Aim: Reproduce the listing verbatim, starting with its first line and continuing through the line that contains "[122,386,189,417]", with both of those lines included.
[start of Input records]
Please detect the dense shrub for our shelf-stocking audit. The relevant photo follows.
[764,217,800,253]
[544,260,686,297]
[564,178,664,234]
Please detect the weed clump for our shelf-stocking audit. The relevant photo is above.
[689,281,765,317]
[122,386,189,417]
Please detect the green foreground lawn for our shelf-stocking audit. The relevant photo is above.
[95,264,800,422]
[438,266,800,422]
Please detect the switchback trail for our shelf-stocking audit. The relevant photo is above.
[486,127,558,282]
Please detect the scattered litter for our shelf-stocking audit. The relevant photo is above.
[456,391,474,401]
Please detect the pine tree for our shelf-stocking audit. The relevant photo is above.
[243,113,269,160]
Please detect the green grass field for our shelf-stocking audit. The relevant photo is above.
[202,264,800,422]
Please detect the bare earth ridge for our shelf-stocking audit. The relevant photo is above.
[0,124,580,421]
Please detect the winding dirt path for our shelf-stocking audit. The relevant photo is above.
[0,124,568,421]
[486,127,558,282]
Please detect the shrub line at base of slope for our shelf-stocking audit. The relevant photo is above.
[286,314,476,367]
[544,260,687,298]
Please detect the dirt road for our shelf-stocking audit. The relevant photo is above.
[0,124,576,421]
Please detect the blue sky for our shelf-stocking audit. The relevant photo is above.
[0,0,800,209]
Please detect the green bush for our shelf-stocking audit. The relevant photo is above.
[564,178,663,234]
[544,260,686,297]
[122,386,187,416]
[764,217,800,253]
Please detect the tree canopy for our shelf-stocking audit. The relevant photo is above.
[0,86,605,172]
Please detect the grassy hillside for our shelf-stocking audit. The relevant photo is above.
[end of Input records]
Exercise answer:
Please detect the dense shrub for our shelf-stocking audit. The relevant photo follows.
[764,217,800,253]
[544,260,686,297]
[564,178,664,234]
Please detect the weed clump for our shelf-stocking audit. The relevant photo is above.
[689,281,765,317]
[122,386,189,417]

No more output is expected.